● **WORK TASK**: For the entries below, how many lines contain the word "embroidered"? Reply with the number and nothing else.

● **RECORDS FOR PROCESSING**:
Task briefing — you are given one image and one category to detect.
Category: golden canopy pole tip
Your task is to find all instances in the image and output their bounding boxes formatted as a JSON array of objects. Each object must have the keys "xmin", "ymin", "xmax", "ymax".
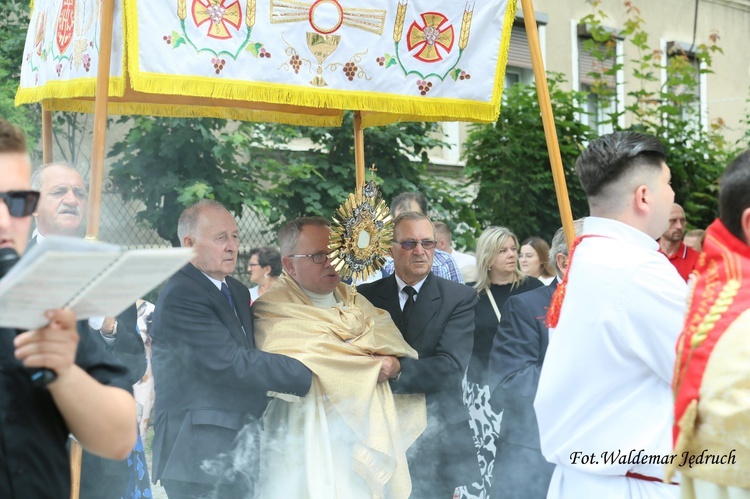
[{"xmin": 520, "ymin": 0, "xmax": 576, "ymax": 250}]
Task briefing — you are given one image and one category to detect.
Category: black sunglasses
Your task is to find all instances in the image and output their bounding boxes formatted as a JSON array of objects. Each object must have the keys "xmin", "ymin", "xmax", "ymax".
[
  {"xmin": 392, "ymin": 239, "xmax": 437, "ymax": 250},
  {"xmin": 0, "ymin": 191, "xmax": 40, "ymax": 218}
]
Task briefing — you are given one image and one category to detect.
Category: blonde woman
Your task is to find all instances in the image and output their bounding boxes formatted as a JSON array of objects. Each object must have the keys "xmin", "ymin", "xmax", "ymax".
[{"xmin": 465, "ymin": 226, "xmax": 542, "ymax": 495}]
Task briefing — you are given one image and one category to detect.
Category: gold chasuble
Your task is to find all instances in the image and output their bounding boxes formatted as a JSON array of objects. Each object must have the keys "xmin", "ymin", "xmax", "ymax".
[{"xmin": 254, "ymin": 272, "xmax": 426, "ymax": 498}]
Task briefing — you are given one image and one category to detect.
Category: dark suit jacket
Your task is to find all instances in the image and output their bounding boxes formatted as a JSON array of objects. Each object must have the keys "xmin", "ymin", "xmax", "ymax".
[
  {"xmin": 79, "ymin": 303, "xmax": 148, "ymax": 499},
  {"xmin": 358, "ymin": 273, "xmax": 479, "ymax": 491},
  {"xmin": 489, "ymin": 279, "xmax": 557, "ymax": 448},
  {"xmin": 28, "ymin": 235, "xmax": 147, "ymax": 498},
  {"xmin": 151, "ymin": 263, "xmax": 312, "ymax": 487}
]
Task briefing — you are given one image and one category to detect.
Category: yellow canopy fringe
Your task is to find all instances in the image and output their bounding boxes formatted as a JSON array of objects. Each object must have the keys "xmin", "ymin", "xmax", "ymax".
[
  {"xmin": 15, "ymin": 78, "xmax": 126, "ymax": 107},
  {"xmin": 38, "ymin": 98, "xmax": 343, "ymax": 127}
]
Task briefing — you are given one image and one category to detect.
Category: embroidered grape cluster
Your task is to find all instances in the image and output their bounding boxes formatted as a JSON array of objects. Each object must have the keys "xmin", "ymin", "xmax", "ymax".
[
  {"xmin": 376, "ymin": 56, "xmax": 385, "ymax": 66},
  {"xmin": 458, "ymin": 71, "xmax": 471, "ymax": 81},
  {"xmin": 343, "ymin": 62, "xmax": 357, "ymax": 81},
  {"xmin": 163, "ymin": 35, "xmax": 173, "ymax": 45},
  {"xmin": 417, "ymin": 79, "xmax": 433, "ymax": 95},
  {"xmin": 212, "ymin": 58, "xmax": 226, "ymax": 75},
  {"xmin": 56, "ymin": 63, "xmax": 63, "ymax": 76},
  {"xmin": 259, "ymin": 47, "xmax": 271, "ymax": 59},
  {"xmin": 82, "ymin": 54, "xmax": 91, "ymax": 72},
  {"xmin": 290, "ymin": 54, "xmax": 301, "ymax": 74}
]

* * *

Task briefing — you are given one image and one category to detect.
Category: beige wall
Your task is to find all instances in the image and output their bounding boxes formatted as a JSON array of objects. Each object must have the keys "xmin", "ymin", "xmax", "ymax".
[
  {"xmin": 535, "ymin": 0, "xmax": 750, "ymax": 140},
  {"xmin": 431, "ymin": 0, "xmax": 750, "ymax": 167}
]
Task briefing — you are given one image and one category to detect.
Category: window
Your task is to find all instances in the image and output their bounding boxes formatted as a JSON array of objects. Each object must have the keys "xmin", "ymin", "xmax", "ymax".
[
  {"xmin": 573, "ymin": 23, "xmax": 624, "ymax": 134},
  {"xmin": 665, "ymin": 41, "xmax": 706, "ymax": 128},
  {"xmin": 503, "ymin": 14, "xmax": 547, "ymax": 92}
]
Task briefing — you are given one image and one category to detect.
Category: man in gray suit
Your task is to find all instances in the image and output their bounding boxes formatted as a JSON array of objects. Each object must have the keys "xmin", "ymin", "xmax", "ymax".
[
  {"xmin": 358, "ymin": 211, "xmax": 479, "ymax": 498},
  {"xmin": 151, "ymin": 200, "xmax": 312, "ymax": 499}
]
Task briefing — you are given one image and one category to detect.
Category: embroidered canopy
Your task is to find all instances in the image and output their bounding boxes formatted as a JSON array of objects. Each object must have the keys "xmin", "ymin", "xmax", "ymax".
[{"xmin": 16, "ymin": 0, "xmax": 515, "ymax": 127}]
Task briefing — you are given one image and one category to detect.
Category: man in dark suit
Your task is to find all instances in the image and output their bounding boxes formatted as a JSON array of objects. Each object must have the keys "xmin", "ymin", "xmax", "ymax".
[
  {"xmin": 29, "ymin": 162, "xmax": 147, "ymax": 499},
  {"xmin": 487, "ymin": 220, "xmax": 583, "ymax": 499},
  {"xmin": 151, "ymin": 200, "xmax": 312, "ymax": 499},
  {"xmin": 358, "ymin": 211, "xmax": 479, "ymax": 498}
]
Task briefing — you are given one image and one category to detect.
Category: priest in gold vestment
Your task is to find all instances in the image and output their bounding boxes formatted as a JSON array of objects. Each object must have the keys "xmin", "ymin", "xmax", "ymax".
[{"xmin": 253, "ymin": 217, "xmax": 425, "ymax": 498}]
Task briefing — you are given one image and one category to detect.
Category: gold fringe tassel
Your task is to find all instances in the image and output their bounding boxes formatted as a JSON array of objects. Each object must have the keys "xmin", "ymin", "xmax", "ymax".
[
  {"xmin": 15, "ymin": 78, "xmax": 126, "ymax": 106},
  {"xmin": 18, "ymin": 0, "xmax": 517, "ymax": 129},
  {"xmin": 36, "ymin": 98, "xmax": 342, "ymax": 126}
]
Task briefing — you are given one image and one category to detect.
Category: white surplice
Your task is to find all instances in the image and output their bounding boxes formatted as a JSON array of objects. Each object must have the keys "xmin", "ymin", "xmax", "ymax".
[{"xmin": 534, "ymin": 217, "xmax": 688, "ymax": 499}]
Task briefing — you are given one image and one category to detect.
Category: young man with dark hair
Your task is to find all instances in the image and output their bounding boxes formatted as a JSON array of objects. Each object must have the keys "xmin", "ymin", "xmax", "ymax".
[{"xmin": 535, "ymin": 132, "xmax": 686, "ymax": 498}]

● **EXERCISE ANSWER**: 2